▽

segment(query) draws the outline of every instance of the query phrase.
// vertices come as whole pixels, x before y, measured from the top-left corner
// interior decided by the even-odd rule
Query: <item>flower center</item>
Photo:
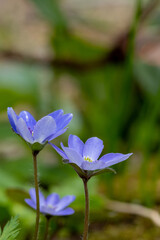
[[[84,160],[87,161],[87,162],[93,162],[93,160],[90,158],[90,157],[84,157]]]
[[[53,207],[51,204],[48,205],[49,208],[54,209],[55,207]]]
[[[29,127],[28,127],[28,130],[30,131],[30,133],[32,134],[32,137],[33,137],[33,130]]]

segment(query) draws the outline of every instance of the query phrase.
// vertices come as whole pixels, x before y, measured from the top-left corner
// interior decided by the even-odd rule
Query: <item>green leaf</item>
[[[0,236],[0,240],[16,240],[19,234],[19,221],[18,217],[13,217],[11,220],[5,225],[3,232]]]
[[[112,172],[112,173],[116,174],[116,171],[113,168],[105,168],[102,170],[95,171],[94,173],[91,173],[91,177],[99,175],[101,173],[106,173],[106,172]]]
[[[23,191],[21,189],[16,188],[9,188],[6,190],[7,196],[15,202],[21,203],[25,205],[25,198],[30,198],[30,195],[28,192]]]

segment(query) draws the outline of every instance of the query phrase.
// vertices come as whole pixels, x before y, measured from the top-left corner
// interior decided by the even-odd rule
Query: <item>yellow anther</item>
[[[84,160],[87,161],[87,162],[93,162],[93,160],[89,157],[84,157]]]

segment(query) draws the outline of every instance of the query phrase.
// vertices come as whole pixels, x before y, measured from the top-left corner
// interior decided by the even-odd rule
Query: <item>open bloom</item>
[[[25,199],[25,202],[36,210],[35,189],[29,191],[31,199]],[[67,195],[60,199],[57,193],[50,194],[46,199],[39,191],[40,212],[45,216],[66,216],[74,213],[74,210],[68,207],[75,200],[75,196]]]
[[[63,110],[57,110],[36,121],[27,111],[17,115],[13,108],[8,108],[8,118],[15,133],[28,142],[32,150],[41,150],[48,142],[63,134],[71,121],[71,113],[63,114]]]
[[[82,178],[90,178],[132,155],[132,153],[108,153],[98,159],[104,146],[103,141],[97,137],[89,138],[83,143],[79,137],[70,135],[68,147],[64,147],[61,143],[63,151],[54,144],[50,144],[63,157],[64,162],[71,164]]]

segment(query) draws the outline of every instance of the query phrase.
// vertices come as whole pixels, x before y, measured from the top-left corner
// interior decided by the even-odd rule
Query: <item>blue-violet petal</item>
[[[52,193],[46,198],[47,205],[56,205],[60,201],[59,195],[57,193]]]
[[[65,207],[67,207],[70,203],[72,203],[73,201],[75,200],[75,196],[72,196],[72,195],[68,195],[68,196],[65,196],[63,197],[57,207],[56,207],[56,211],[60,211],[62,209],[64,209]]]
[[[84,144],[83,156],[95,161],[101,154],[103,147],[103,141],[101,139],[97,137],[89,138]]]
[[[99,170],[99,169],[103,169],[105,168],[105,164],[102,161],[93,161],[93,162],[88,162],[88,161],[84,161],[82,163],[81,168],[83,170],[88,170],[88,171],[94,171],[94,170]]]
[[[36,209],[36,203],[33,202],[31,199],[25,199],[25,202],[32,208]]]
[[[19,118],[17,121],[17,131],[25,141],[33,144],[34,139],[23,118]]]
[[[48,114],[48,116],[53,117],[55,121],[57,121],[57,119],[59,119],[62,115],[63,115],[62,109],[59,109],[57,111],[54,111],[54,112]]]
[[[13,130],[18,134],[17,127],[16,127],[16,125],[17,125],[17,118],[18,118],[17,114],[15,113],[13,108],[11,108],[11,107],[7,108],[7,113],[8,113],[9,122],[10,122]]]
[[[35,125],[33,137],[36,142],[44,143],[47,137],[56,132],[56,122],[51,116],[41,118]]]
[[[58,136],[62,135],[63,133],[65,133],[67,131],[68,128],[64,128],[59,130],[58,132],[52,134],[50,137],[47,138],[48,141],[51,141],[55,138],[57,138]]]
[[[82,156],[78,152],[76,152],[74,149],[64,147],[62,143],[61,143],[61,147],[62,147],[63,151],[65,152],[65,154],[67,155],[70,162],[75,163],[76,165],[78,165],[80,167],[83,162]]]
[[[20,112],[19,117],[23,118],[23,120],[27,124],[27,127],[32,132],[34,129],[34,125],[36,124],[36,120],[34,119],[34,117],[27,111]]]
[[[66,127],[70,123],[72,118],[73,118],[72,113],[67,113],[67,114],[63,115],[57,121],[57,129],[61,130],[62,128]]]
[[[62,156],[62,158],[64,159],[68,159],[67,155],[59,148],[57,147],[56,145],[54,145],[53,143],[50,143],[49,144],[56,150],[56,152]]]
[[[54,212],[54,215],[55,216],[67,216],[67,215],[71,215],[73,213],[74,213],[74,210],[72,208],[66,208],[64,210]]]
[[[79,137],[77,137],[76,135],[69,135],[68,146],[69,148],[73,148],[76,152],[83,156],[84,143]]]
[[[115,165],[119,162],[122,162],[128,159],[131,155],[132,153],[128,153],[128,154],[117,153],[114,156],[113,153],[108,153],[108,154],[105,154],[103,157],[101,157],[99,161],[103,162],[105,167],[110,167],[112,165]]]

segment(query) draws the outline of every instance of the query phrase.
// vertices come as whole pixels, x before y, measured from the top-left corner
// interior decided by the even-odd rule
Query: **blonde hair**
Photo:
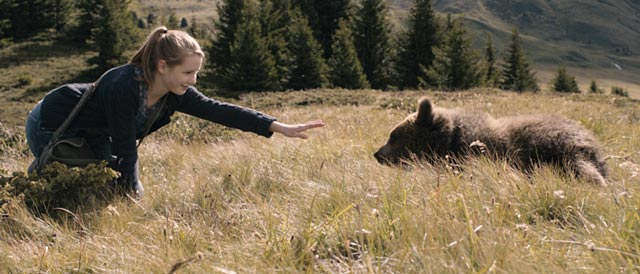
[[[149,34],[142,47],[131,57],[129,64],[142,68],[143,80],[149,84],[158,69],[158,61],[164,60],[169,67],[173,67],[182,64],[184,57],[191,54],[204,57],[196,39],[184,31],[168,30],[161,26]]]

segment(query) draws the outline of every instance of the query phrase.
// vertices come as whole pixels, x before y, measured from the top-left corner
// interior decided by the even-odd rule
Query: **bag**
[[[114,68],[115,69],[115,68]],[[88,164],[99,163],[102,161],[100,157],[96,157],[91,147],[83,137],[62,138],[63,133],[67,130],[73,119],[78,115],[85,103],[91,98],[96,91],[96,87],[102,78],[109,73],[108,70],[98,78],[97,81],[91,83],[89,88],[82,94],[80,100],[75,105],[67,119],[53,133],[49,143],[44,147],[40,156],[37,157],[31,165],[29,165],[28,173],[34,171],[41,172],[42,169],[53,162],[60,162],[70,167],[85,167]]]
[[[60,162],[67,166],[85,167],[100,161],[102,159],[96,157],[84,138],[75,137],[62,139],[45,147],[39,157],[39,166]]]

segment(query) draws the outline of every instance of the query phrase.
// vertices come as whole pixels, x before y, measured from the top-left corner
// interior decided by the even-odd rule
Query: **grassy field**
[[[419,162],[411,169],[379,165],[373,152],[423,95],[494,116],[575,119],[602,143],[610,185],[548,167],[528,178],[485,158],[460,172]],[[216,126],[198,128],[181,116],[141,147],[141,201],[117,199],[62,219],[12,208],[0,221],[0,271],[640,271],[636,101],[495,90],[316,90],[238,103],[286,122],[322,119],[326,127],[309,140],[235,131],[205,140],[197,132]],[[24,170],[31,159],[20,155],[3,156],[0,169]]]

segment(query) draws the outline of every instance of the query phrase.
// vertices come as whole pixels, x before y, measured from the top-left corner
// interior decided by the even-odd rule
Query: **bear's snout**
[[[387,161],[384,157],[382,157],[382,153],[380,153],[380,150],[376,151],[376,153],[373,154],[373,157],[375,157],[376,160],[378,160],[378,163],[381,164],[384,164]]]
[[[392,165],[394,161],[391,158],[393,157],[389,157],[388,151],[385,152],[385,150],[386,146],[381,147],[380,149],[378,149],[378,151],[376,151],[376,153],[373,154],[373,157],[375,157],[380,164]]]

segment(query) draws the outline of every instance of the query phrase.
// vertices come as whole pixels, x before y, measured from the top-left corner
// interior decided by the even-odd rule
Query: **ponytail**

△

● Your task
Start with the line that contains "Query: **bear's snout**", end with the last line of the entries, and please retype every line in that span exactly, with no others.

● Your solution
Query: **bear's snout**
[[[387,161],[384,157],[382,157],[382,153],[380,153],[380,150],[376,151],[376,153],[373,154],[373,157],[375,157],[376,160],[378,160],[378,163],[381,164],[384,164]]]
[[[392,165],[394,161],[391,158],[393,157],[389,157],[388,151],[385,152],[385,150],[386,146],[381,147],[380,149],[378,149],[378,151],[376,151],[376,153],[373,154],[373,157],[375,157],[380,164]]]

segment(query) draws the outline of every instance of the query phrase.
// vertices come as whole pixels, x before y, measured from the top-left corner
// interior decided by the even-odd rule
Query: **ponytail**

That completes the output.